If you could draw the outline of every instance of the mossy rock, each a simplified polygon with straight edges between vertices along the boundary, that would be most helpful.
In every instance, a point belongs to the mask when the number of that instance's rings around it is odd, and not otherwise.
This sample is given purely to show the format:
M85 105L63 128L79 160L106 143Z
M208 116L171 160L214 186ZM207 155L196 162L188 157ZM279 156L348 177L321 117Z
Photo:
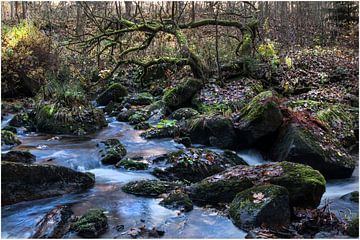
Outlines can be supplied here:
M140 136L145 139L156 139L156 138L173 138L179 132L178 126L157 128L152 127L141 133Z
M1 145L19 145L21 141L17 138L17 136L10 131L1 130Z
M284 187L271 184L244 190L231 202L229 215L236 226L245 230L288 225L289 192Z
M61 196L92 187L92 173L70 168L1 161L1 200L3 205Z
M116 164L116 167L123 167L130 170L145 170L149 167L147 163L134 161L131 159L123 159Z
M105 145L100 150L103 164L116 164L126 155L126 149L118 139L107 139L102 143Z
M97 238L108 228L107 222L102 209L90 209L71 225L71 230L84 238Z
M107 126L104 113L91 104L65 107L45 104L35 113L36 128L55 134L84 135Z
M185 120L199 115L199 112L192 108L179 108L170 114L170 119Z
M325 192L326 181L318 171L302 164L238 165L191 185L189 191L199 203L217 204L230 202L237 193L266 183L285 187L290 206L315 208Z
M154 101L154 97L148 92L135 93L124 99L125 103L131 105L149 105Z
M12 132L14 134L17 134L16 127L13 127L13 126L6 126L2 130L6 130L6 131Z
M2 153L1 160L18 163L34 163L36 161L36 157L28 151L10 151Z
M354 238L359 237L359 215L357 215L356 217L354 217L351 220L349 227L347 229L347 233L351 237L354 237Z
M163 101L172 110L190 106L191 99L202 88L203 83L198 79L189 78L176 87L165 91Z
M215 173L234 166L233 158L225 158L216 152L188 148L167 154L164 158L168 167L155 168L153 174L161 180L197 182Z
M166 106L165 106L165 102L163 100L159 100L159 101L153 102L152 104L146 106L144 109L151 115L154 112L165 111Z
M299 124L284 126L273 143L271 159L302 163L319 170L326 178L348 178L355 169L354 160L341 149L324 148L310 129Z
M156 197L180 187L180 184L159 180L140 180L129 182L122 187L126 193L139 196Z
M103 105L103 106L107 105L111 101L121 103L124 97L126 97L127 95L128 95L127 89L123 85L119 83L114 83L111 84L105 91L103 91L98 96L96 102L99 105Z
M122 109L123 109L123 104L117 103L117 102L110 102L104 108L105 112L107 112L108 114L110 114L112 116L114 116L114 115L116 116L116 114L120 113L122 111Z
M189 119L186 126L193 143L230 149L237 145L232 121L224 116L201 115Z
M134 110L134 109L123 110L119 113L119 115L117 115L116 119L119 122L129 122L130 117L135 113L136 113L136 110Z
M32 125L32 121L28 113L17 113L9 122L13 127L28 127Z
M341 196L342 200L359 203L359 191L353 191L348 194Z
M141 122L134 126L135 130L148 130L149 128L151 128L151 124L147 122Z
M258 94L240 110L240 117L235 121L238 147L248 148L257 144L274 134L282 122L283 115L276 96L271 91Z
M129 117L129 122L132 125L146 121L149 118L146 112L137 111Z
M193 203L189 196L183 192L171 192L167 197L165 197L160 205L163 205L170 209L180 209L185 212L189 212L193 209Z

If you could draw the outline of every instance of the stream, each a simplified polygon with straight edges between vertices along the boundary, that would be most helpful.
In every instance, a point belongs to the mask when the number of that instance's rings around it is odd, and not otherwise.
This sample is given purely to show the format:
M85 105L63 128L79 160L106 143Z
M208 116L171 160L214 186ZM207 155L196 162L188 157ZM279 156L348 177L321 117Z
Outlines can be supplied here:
....
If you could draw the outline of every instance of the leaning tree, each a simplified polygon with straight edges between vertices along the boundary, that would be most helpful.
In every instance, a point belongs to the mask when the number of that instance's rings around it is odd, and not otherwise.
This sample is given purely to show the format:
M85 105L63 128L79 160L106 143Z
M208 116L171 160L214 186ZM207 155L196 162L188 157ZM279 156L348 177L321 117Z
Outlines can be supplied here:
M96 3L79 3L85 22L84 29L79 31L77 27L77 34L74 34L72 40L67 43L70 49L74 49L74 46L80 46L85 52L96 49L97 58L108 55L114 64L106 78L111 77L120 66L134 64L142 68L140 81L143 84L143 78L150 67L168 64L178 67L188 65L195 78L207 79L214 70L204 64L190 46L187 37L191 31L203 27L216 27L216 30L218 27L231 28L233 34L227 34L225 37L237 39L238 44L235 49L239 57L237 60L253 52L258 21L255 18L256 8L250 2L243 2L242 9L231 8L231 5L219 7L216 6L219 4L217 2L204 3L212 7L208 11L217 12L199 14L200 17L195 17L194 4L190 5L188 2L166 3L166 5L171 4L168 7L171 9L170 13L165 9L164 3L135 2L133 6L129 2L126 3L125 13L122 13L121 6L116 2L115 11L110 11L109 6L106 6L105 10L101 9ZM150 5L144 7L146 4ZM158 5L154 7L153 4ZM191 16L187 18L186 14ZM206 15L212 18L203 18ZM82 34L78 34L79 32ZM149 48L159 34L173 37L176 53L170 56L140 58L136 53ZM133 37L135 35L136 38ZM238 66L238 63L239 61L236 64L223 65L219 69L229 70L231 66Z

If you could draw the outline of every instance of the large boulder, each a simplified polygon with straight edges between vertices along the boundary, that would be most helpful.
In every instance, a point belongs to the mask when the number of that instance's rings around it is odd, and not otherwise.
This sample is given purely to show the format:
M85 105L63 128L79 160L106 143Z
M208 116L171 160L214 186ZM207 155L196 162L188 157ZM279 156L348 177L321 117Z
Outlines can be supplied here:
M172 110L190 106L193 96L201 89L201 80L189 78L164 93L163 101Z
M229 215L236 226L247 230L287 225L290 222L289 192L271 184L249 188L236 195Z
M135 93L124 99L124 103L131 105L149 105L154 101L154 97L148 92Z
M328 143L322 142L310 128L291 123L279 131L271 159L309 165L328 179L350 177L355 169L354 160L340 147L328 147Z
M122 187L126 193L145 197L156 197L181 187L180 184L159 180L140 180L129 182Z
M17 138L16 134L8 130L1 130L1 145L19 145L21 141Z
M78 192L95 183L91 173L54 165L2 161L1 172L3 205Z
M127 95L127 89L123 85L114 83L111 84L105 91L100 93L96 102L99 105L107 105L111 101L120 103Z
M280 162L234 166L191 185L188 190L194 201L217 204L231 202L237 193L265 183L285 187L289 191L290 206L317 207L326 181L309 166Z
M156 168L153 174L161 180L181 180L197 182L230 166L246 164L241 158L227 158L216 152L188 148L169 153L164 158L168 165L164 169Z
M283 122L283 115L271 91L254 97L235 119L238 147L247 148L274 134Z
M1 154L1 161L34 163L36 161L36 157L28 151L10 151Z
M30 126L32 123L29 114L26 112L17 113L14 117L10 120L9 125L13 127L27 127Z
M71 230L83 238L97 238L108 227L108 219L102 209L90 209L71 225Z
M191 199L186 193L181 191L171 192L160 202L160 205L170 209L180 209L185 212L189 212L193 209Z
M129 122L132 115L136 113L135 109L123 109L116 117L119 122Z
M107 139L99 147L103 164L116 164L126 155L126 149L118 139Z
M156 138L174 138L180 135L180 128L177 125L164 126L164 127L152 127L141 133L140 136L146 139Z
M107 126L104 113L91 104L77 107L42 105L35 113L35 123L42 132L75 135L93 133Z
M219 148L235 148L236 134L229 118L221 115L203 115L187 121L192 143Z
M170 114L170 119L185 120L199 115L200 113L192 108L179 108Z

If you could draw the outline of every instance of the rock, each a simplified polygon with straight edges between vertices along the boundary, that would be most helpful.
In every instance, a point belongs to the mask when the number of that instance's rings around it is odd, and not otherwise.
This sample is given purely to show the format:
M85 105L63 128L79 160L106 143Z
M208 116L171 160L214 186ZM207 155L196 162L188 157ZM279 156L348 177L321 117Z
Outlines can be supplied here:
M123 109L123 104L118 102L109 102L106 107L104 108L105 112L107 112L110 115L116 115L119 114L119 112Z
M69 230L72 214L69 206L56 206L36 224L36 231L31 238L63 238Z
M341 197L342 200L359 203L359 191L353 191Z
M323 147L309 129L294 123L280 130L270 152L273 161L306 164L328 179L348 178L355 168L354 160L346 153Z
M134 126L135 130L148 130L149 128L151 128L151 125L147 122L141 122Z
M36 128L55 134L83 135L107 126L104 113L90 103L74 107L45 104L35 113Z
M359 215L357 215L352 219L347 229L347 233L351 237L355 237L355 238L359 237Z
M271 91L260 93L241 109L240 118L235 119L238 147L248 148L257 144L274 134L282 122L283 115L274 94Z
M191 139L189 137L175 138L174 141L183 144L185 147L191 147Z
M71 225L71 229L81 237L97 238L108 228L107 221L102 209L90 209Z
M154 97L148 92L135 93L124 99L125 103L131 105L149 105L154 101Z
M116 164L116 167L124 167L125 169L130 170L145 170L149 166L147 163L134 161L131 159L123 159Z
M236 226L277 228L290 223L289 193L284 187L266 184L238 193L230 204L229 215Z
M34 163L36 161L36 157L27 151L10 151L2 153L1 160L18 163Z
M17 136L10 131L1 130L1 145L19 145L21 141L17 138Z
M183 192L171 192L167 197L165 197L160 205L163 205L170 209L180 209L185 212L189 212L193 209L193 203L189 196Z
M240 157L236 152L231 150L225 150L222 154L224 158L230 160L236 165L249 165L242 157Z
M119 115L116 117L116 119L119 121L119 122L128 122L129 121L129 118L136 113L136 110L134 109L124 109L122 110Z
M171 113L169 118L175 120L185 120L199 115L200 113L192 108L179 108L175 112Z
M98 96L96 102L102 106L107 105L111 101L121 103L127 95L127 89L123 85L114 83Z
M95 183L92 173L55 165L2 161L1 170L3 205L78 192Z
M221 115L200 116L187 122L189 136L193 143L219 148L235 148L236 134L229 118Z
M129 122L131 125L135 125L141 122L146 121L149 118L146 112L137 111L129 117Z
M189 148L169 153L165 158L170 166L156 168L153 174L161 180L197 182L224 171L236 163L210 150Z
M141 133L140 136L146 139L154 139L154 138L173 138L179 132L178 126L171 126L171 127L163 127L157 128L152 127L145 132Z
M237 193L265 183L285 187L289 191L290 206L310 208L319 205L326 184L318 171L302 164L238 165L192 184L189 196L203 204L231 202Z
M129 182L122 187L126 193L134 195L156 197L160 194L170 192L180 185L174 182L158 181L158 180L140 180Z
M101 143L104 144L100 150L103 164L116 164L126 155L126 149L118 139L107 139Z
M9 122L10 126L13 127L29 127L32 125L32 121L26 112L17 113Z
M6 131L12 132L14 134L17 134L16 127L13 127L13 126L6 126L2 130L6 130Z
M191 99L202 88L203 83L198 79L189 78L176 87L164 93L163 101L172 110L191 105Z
....
▶ [About this exercise]: Could you return all lines from the data above that contain the string "rock"?

▶ [Result of the exercise]:
If you could draw the outline of every instance of the mossy rock, each a simplified polygon with straight edges between vertices along the boundary, that would be most helpful.
If you could draw the outline of every instance of the rock, each a simplified polygon with straight edges between vertices along the boundary, that would be most helpful.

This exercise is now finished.